> What you need to do: Count the lines in the items below that contain the string "hood", and reply with that number alone.

> Recorded information:
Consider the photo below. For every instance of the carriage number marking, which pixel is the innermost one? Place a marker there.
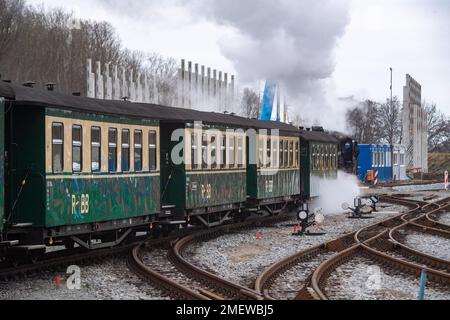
(82, 202)
(206, 191)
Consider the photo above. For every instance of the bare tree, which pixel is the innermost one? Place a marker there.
(438, 128)
(11, 13)
(53, 46)
(250, 104)
(390, 120)
(364, 123)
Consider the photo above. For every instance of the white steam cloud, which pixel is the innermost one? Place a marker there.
(291, 42)
(336, 192)
(288, 41)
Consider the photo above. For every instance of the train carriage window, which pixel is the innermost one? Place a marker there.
(204, 151)
(281, 154)
(137, 150)
(77, 151)
(57, 147)
(112, 150)
(213, 152)
(330, 158)
(125, 150)
(319, 157)
(223, 153)
(291, 154)
(275, 153)
(194, 152)
(261, 152)
(286, 154)
(314, 151)
(232, 157)
(95, 149)
(152, 161)
(240, 152)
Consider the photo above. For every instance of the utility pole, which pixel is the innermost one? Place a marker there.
(391, 88)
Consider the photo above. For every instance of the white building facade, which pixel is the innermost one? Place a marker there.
(415, 127)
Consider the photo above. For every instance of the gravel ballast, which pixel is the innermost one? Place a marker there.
(362, 279)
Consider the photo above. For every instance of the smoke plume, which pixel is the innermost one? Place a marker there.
(336, 192)
(288, 41)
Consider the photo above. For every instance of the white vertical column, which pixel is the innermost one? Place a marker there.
(232, 92)
(214, 83)
(226, 92)
(190, 85)
(203, 81)
(108, 85)
(196, 100)
(124, 84)
(155, 88)
(99, 85)
(209, 87)
(116, 84)
(139, 93)
(183, 83)
(132, 86)
(219, 92)
(90, 80)
(146, 96)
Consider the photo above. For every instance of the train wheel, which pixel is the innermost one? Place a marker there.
(14, 262)
(69, 244)
(34, 259)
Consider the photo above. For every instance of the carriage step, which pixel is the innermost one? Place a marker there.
(10, 243)
(29, 247)
(22, 225)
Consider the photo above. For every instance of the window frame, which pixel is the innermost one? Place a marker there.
(223, 151)
(59, 142)
(213, 151)
(97, 145)
(232, 151)
(125, 146)
(205, 140)
(77, 126)
(151, 147)
(138, 147)
(113, 145)
(240, 151)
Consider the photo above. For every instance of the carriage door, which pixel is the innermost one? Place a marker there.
(2, 162)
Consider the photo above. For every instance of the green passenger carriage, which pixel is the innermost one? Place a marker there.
(96, 172)
(319, 161)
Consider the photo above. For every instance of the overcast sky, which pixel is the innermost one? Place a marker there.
(346, 46)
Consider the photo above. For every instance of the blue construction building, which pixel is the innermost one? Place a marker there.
(375, 157)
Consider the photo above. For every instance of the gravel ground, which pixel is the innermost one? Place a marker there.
(444, 218)
(158, 261)
(413, 188)
(240, 257)
(430, 244)
(109, 280)
(360, 279)
(294, 279)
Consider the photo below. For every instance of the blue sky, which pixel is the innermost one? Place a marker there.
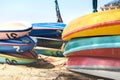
(37, 11)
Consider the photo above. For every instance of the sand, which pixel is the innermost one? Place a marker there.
(46, 68)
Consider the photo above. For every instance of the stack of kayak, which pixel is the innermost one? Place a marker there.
(113, 4)
(93, 41)
(15, 44)
(48, 36)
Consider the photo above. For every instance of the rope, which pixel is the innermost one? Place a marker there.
(95, 6)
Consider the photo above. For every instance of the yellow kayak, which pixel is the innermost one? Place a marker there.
(94, 24)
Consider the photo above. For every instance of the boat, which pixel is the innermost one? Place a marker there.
(98, 24)
(21, 44)
(93, 63)
(49, 30)
(49, 42)
(49, 51)
(114, 4)
(49, 46)
(13, 30)
(26, 57)
(104, 46)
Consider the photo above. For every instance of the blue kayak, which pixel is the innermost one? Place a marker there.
(49, 30)
(26, 57)
(21, 44)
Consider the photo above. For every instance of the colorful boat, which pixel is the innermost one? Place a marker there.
(93, 63)
(50, 30)
(49, 42)
(114, 4)
(94, 24)
(49, 51)
(104, 46)
(49, 46)
(21, 44)
(27, 57)
(13, 30)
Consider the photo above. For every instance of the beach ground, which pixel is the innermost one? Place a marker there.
(46, 68)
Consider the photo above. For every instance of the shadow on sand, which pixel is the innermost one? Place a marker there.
(41, 63)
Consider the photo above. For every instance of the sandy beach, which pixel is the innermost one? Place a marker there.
(46, 68)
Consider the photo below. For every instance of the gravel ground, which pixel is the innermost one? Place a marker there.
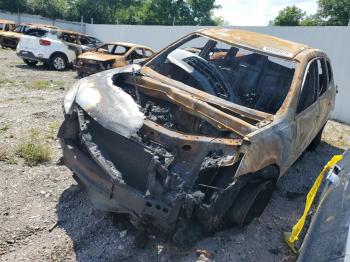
(45, 216)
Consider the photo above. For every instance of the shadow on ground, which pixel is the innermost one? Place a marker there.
(101, 236)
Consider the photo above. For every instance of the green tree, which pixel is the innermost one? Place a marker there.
(334, 12)
(53, 8)
(289, 16)
(202, 11)
(311, 20)
(13, 5)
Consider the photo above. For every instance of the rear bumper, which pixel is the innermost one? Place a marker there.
(30, 56)
(9, 42)
(84, 70)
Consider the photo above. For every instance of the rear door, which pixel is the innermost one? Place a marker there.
(308, 110)
(327, 89)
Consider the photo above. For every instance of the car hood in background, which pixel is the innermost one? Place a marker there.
(98, 56)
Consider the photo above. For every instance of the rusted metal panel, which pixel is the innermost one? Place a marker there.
(208, 152)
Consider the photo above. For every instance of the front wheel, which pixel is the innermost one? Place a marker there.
(30, 62)
(58, 62)
(250, 202)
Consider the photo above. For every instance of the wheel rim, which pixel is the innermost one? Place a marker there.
(251, 203)
(59, 63)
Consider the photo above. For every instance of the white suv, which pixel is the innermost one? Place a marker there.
(56, 48)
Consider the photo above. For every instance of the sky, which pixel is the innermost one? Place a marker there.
(258, 12)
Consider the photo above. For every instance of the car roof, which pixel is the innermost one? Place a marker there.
(40, 25)
(128, 44)
(255, 41)
(70, 32)
(3, 21)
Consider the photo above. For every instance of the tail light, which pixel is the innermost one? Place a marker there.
(44, 42)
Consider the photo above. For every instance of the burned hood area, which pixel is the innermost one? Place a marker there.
(163, 142)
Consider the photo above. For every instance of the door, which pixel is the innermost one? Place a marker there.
(307, 118)
(327, 89)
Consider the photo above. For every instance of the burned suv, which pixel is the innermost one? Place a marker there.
(199, 134)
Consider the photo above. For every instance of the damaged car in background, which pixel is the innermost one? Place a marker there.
(10, 39)
(111, 55)
(198, 135)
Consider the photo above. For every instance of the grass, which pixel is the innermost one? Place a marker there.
(53, 130)
(5, 82)
(45, 85)
(4, 128)
(33, 150)
(5, 157)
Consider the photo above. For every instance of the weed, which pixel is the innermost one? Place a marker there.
(5, 157)
(4, 128)
(34, 151)
(45, 85)
(53, 130)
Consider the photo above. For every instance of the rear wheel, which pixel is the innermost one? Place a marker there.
(58, 62)
(30, 62)
(250, 202)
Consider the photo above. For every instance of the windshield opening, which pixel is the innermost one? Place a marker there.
(244, 77)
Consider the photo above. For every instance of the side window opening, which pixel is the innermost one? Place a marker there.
(70, 38)
(120, 50)
(83, 40)
(322, 76)
(36, 32)
(309, 90)
(148, 53)
(329, 71)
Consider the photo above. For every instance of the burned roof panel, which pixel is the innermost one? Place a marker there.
(3, 21)
(256, 41)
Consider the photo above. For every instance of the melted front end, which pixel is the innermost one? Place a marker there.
(143, 150)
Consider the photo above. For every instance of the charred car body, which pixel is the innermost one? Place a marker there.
(200, 132)
(10, 39)
(111, 55)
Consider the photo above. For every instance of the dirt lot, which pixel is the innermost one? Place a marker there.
(34, 199)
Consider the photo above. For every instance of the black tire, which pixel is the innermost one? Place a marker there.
(58, 62)
(80, 74)
(250, 203)
(316, 141)
(30, 62)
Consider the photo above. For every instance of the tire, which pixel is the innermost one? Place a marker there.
(30, 62)
(58, 62)
(316, 141)
(250, 203)
(80, 74)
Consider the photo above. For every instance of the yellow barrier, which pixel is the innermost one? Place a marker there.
(291, 237)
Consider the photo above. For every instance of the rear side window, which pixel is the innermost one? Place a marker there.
(322, 76)
(67, 37)
(36, 32)
(148, 53)
(120, 50)
(330, 72)
(84, 40)
(309, 90)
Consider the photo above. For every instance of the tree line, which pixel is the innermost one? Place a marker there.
(329, 13)
(147, 12)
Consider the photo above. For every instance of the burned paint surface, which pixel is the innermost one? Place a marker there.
(11, 38)
(203, 155)
(109, 56)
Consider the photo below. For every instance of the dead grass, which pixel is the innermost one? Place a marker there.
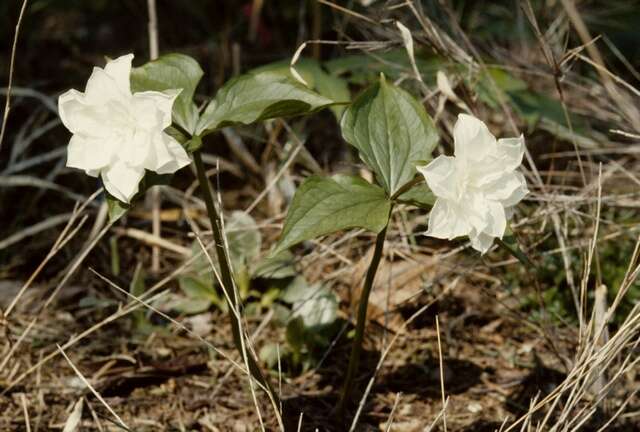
(450, 345)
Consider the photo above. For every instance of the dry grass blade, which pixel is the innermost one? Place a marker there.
(93, 390)
(75, 418)
(7, 105)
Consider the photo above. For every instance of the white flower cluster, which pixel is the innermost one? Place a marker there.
(118, 135)
(476, 187)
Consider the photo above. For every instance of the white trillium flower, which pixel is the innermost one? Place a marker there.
(475, 188)
(117, 134)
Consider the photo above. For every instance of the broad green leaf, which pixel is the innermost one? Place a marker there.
(172, 71)
(295, 335)
(328, 85)
(254, 97)
(116, 208)
(323, 205)
(391, 131)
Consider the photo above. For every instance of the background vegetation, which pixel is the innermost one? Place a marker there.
(564, 73)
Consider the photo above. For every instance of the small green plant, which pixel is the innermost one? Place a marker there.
(134, 127)
(394, 137)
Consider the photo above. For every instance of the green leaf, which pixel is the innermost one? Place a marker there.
(116, 208)
(254, 97)
(391, 131)
(172, 71)
(295, 335)
(328, 85)
(324, 205)
(419, 196)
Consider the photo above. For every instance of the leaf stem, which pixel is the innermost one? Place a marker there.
(407, 186)
(227, 278)
(356, 349)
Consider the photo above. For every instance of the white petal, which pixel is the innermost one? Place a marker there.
(440, 175)
(120, 70)
(79, 116)
(472, 139)
(153, 109)
(446, 222)
(137, 150)
(496, 219)
(122, 181)
(102, 88)
(517, 193)
(88, 154)
(179, 157)
(481, 242)
(510, 152)
(503, 187)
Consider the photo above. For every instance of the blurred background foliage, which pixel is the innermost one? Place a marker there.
(61, 40)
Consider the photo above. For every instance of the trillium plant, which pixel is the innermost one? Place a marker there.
(133, 127)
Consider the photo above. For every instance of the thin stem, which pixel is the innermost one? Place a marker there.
(227, 278)
(356, 349)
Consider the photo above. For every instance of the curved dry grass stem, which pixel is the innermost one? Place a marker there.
(7, 104)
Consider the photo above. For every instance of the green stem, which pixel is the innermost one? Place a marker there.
(227, 278)
(356, 349)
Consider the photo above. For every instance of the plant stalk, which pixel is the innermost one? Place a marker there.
(356, 349)
(227, 278)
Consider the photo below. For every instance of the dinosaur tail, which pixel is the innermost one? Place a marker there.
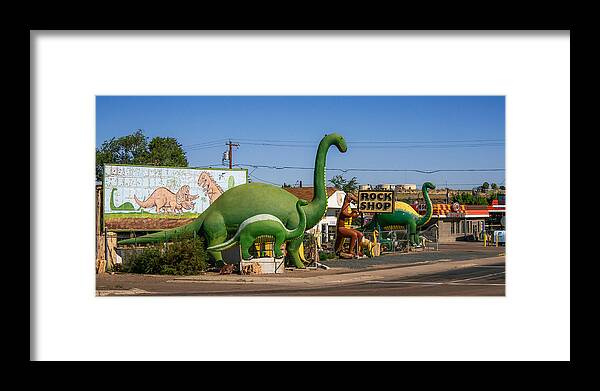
(301, 227)
(143, 204)
(225, 245)
(168, 234)
(427, 216)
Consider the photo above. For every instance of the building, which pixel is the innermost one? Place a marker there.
(465, 222)
(405, 186)
(327, 226)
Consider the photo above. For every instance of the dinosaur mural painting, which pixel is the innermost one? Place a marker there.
(164, 200)
(404, 215)
(264, 224)
(123, 206)
(224, 216)
(210, 187)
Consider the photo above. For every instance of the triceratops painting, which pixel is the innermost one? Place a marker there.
(148, 198)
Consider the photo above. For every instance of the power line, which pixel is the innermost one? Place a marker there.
(314, 142)
(375, 169)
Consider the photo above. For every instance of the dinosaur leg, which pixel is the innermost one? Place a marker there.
(293, 248)
(215, 233)
(359, 237)
(279, 239)
(412, 233)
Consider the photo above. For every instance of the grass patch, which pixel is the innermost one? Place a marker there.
(183, 257)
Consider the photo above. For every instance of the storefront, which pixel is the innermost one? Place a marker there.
(459, 222)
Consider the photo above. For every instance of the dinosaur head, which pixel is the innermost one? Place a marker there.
(183, 194)
(204, 180)
(302, 202)
(337, 140)
(428, 186)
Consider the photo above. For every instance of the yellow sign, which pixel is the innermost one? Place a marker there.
(376, 201)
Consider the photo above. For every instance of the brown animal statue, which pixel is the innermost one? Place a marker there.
(344, 230)
(210, 186)
(164, 200)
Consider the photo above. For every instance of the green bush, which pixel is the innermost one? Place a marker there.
(183, 257)
(326, 255)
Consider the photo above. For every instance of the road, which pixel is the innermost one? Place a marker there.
(463, 270)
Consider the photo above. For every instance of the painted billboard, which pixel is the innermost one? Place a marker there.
(150, 198)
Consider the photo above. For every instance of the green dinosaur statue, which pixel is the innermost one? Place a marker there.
(404, 215)
(225, 215)
(264, 224)
(124, 206)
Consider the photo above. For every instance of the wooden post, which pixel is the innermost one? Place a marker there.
(100, 253)
(111, 249)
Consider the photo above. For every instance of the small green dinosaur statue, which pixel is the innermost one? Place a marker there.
(404, 215)
(264, 224)
(224, 216)
(123, 206)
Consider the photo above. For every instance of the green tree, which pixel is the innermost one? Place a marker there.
(135, 149)
(349, 186)
(166, 151)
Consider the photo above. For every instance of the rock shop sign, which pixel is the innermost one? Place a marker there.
(376, 201)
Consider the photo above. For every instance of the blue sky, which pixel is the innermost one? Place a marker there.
(383, 132)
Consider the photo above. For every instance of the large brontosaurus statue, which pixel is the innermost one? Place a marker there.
(258, 225)
(404, 215)
(223, 217)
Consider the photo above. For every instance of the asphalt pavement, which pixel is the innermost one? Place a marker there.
(466, 269)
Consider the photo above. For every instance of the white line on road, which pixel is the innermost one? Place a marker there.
(491, 266)
(478, 277)
(433, 283)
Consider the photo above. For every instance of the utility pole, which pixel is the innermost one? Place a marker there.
(230, 156)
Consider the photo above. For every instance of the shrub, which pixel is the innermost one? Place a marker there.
(183, 257)
(326, 255)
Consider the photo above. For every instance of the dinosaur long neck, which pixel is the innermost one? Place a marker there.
(425, 218)
(112, 201)
(318, 205)
(301, 224)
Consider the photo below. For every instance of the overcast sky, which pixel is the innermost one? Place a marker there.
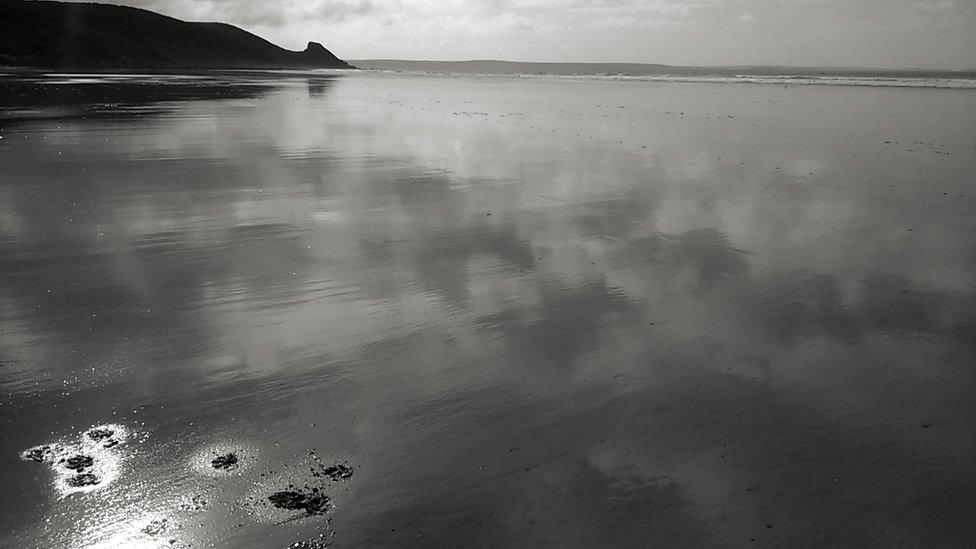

> Exercise output: 2